Your instructions: Copy out every record below with complete accuracy.

Data provided:
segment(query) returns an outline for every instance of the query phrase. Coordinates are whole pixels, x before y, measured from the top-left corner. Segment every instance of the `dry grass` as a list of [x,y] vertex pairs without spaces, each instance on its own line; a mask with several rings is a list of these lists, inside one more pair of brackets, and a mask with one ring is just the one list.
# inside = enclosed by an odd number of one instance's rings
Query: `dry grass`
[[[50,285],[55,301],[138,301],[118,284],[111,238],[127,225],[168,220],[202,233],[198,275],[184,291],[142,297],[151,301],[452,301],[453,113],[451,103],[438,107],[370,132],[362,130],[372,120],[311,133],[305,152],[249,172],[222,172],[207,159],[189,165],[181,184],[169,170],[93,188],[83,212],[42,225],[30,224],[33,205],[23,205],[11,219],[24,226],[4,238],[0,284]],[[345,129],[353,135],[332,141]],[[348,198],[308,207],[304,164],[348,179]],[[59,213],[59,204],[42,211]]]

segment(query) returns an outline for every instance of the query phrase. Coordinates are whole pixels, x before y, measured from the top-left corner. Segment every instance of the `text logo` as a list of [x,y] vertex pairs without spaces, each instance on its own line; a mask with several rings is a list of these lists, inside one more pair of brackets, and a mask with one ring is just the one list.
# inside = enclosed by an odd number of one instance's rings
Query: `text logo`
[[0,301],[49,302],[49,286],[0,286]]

Complete output:
segment(query) returns an outline for every instance of the query phrase. Coordinates are whole pixels, x before y, measured from the top-left corner. Segment every instance of the `dry grass` as a list of [x,y] vertex pairs without spaces, each instance on its own line; a mask with several rings is a list of these lists, inside one more pair of brackets, and a mask with one ring is just the one list.
# inside = enclosed by an odd number of one instance's rings
Query: `dry grass`
[[[50,285],[55,301],[138,301],[118,284],[111,238],[127,225],[168,220],[202,233],[198,275],[184,291],[142,297],[151,301],[452,301],[453,113],[451,103],[438,107],[370,132],[362,130],[372,120],[311,133],[305,152],[249,172],[222,172],[207,159],[189,165],[181,184],[169,170],[93,188],[83,212],[42,225],[30,224],[33,205],[23,205],[11,219],[24,226],[4,238],[0,284]],[[345,129],[353,135],[332,141]],[[348,198],[308,207],[304,164],[348,179]],[[59,213],[59,204],[42,211]]]

segment(query) returns an outline for every instance of the query phrase. Coordinates are whole pixels, x before y, measured from the top-left corner. Segment every instance of the `text logo` as a list of [x,y] vertex pairs without spaces, each instance on its own line; a mask with several rings is a list of these lists, inside one more pair of brackets, and a mask with one ring is just the one list.
# inside = enclosed by an odd number of one instance's rings
Query: `text logo`
[[0,301],[49,302],[49,286],[0,286]]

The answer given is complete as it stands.